> Aim of the task
Transcribe all of the records word for word, but omit the pictures.

> Stored dataset items

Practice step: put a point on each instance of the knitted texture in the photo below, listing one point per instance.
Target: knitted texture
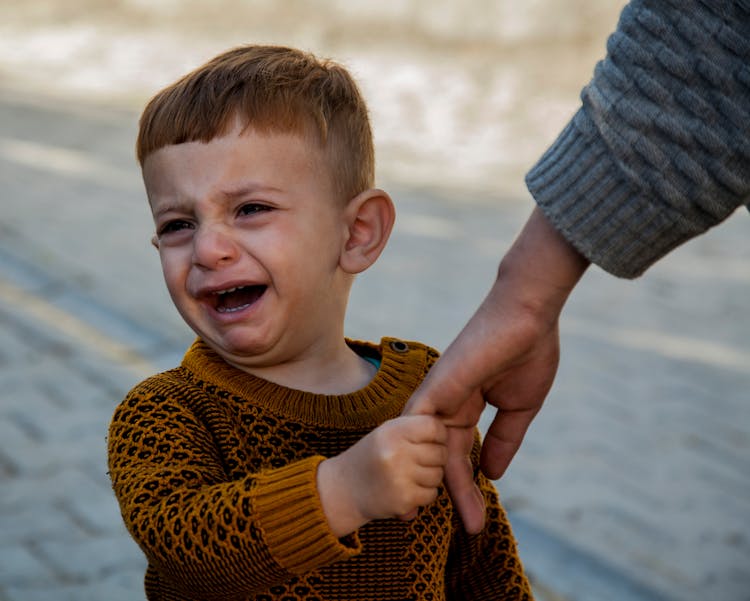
(660, 150)
(215, 473)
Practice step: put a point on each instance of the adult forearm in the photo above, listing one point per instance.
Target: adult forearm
(538, 272)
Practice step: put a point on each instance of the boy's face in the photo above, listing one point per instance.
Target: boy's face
(249, 234)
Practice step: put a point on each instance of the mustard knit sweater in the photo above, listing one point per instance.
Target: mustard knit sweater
(215, 473)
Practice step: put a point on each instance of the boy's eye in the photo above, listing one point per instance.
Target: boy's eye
(174, 226)
(252, 208)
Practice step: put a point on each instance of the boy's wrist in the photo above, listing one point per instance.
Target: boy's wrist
(338, 503)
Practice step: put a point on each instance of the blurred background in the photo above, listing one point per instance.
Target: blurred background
(633, 482)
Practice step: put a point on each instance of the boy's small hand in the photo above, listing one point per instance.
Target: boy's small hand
(391, 472)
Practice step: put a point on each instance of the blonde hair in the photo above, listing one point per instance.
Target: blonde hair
(271, 89)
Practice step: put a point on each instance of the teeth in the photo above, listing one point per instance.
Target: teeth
(228, 290)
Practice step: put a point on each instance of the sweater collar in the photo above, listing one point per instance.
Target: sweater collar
(401, 371)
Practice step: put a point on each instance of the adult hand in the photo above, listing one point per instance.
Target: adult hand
(506, 356)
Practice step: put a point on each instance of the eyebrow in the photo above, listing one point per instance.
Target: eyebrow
(247, 189)
(172, 206)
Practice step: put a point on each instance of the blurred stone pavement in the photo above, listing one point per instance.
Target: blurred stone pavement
(634, 481)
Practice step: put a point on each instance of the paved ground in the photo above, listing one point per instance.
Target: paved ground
(633, 483)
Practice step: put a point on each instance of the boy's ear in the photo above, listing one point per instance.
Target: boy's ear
(369, 220)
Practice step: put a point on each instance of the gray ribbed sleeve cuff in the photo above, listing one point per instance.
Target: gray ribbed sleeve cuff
(588, 199)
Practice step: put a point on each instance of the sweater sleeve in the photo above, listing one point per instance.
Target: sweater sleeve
(659, 152)
(205, 533)
(486, 566)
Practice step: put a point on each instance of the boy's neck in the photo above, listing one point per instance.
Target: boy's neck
(340, 371)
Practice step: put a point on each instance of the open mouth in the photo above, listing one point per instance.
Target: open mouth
(237, 299)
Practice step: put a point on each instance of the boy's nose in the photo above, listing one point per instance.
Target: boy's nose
(213, 246)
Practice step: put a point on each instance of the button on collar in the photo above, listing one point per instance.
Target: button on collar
(399, 346)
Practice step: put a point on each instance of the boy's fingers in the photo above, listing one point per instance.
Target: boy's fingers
(426, 428)
(459, 479)
(466, 496)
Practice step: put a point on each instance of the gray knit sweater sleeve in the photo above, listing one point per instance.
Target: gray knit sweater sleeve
(659, 152)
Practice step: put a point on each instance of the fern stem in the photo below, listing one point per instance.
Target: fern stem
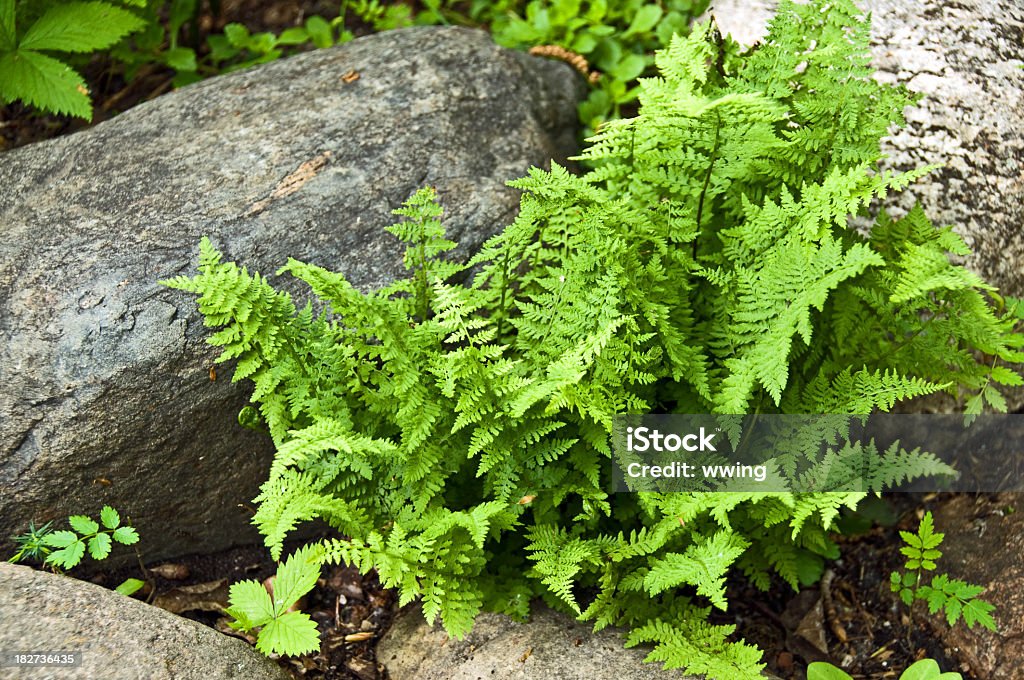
(704, 189)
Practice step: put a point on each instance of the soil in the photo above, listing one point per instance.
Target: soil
(113, 93)
(351, 610)
(849, 619)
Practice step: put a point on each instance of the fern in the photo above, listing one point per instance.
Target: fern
(457, 425)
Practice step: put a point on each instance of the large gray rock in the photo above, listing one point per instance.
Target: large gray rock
(107, 391)
(551, 646)
(964, 57)
(118, 638)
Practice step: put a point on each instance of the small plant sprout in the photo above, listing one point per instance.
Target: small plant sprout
(283, 631)
(66, 549)
(956, 598)
(926, 669)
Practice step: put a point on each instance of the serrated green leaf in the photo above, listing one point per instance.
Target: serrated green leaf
(44, 83)
(126, 536)
(80, 27)
(250, 604)
(238, 35)
(83, 524)
(926, 669)
(979, 611)
(7, 35)
(68, 557)
(293, 634)
(295, 578)
(99, 546)
(110, 517)
(59, 539)
(129, 587)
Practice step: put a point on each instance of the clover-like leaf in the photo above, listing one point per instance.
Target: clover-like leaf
(83, 524)
(68, 557)
(250, 605)
(293, 634)
(99, 546)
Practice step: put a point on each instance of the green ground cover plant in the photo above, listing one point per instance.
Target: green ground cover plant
(66, 549)
(926, 669)
(455, 426)
(615, 38)
(955, 598)
(32, 32)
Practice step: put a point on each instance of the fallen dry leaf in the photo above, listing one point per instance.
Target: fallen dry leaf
(210, 596)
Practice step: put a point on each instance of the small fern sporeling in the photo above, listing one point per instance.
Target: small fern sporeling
(456, 425)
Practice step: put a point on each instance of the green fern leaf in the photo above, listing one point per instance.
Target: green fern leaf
(80, 27)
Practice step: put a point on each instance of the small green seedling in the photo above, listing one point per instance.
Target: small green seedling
(66, 549)
(926, 669)
(956, 598)
(283, 631)
(28, 69)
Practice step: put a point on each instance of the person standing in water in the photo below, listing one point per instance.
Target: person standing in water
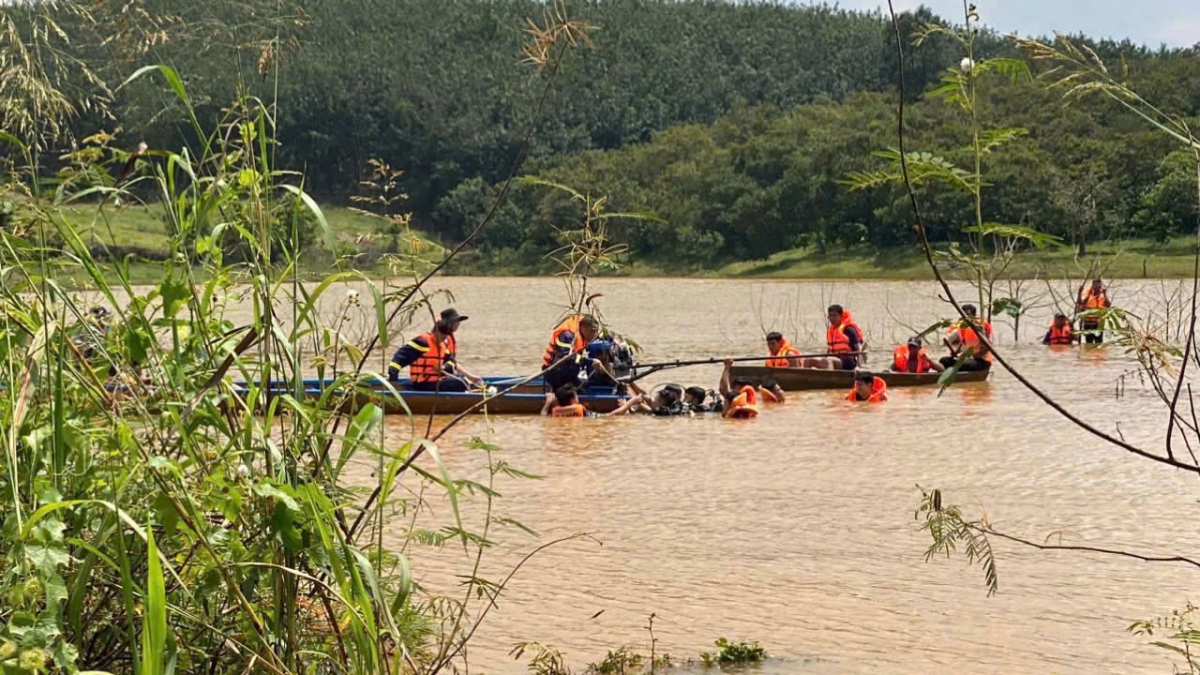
(1091, 304)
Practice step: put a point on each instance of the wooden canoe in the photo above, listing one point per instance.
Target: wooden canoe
(527, 399)
(808, 378)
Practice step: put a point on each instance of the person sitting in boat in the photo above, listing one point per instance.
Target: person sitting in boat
(568, 344)
(965, 335)
(783, 354)
(1060, 332)
(431, 358)
(845, 342)
(700, 400)
(565, 402)
(868, 388)
(741, 395)
(1091, 303)
(913, 358)
(771, 392)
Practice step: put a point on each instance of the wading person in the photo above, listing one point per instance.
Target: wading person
(783, 354)
(431, 359)
(697, 399)
(1090, 304)
(1060, 332)
(869, 389)
(913, 358)
(844, 340)
(965, 335)
(564, 402)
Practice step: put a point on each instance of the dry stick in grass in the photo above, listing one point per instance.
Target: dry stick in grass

> Final result
Practice step: put a point on each instance of the knitted texture in the photo below, listing one point per instance.
Target: knitted texture
(660, 150)
(215, 473)
Practice step: put a point on each instance of the adult forearm in the photo above, listing one point per instance.
Target: adult forearm
(538, 272)
Practice step: put a point on each instance of the boy's face in the photo above, listing one point per instance.
Target: boy's face
(249, 234)
Practice step: put a point on each instance of the mustard knit sweater in the photo above, listing one point per instance.
Target: mustard knit sweater
(215, 473)
Practice step: put a point on each instance of the boy's eye in the photo above, listing one point per instance.
Target: boy's eye
(174, 226)
(252, 208)
Practice step: put a point on each instance of the boy's wrist in the photo above, listing one point per instance.
Target: boy's wrist
(338, 503)
Practice step: put a point on each instance of the blurred background in the photo above, listing one point per instance.
Target: blurred background
(633, 482)
Practice step: put a point on each instance of the boy's small hand in the photo above, listing one point per instance.
Target: boy's small hand
(391, 472)
Practice step: put a point on each instance of the blonde hair in the photo above, listing one point per instance.
Target: blonde hair
(271, 89)
Practice step: put a point on each instance of the teeth in the photo above, listing one point per instance.
Target: teeth
(228, 290)
Practice step: put a point on each instance of the sweater collar in the photo above, listing one point per instance.
Target: sweater collar
(401, 371)
Practice step: put a point on each instance of the adult hand in the photo above, listing one point per instance.
Target: adult hand
(506, 356)
Practice step: put a point on each instance of the eyebrow in the photo above, listing one point per instance.
Target: eyebrow
(247, 189)
(172, 206)
Practice step: put a point on each instance of the blurred stone pavement in the photo above, listing one point per instance.
Target: blurred stone pavement
(634, 481)
Practice step: put a point on each instance of the paved ground in the photo above, listing one point per instance.
Target: paved ground
(633, 483)
Practice step: put a point on each instance of the boy's ear in the photo above, listing one point per instance.
Target: boy's ear
(369, 220)
Practice step: put a point on each instance of the gray ribbed sleeve cuff in the photo above, listing one point per instance.
Target: gray ribbed sleeve cuff
(588, 199)
Practice step: put a point on each instance of the sweater sleeve in the photo above, listing one point per instance.
Target: sweater sleeve
(659, 152)
(205, 533)
(486, 566)
Practice step: put a point on each instance of the boy's neck in the photo above, listing one point per instance.
Target: boy's neck
(340, 371)
Practice step: put a point on each instance of the open mouth in the photo above, listing one point per instance.
Target: open mouth
(237, 299)
Practice step: put a point on each instance of the boy's nose in the photo above, listing one point per instance.
Target: boy's nose
(213, 246)
Practice step: put a point on each instance of the button on collar in the photo above, listing one point per instance.
Target: button on collar
(399, 346)
Practice step: put a point on each instance of the boy's fingers in the photo above, listing one point per instance.
Target: boy's fingers
(426, 428)
(459, 479)
(466, 496)
Practice step: put a point on each instance of the gray knit sweater sleeve in the photo above, listing one point per instance.
Target: gray knit sweater sleeve
(659, 152)
Practice step: put a point on each instance of the fern stem in the photo below, listing one point per instance.
Target: fern stem
(704, 189)
Practice step: put a point on each instance of the soil in the photo above, listing one point per instance.
Target: soil
(113, 93)
(351, 610)
(849, 619)
Practice step: put a point on each instance of the fern in the photo above, listing one point per instance.
Target: fern
(457, 425)
Practice step: put a point on each instance of the large gray rock in the photo above, listing one point per instance.
Target: large gray rock
(107, 391)
(551, 646)
(964, 57)
(118, 638)
Practice step: put a point on each instance of the small plant sprout in the photo above, listing one point per instance.
Target: small plant sprout
(283, 631)
(66, 549)
(956, 598)
(926, 669)
Practice step: put a point on each instance of the serrated green leaf in the photo above, listing one point per instance.
Target: serrated green leaf
(44, 83)
(126, 536)
(80, 27)
(250, 604)
(238, 35)
(83, 524)
(926, 669)
(979, 611)
(7, 35)
(68, 557)
(293, 634)
(295, 578)
(99, 546)
(110, 517)
(59, 539)
(129, 587)
Practice step: put a point on each instance of the clover-like leaf in the photo above, listing one point per instance.
Target: clover-like leaf
(83, 524)
(68, 557)
(250, 605)
(293, 634)
(99, 546)
Practice step: put a point on each instance of the green ground cover plant in the photo above, listing one point per instance.
Target: green ground cover plant
(66, 549)
(926, 669)
(455, 426)
(615, 38)
(955, 598)
(32, 32)
Practice step: put a point on each instance of the fallen dry leaf in the photo above, listing one point per instance.
Target: fallen dry leaf
(210, 596)
Practice step: put a point on each instance of the small fern sporeling in the photo above, listing one point per instance.
Target: small fern sporeling
(456, 425)
Practice step: put a point on each instance of the green fern leaf in the photo above, listing one point per instance.
Target: green fern leaf
(80, 27)
Practice step: put a point on each instance of the small green seedling in the photo above, listing one point per instance.
Target: small green seedling
(66, 549)
(926, 669)
(956, 598)
(283, 631)
(28, 69)
Practice step: put a point on each instance of the person standing in water in the photo below, listing one point per instance.
Target: person standing in water
(1091, 304)
Practice step: put a point on each instance of the wooden canoe in the photo above, listing one point per instance.
Target: wooden canoe
(527, 399)
(808, 378)
Practice step: put a point on each instance of the person sitting in boat in the photo above, listing one point per instance.
Target: person sitting in boat
(568, 344)
(965, 335)
(783, 354)
(1060, 332)
(431, 358)
(845, 342)
(700, 400)
(565, 402)
(868, 388)
(741, 395)
(1091, 303)
(913, 358)
(771, 392)
Practice step: put a point on each instance of the wading person in the photo above, listing one point per instance.
Target: wading person
(783, 354)
(431, 359)
(697, 399)
(1090, 304)
(1060, 332)
(869, 389)
(913, 358)
(844, 340)
(965, 335)
(564, 402)
Practice step: put a point on each instance of the dry stick in grass in the photo above, listing one point per instance.
Target: dry stick in grass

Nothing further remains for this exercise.